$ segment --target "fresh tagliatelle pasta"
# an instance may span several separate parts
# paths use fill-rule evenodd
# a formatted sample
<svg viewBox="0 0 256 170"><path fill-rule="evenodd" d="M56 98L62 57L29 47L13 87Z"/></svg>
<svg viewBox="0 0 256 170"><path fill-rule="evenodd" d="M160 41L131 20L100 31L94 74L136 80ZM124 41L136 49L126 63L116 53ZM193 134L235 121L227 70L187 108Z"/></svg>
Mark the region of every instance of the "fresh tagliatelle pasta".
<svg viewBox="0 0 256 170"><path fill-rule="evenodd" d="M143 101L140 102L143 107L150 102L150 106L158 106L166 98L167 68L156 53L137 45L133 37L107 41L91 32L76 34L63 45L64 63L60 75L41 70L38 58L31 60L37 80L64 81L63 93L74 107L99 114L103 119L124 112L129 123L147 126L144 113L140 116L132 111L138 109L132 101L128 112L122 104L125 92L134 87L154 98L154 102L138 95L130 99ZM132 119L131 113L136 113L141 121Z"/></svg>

**TASK INSTRUCTIONS**
Which lines of the records above contain the word "fresh"? Return each of them in full, matching case exactly.

**THE OUTPUT**
$ segment --target "fresh tagliatelle pasta"
Mark the region of every instance of the "fresh tagliatelle pasta".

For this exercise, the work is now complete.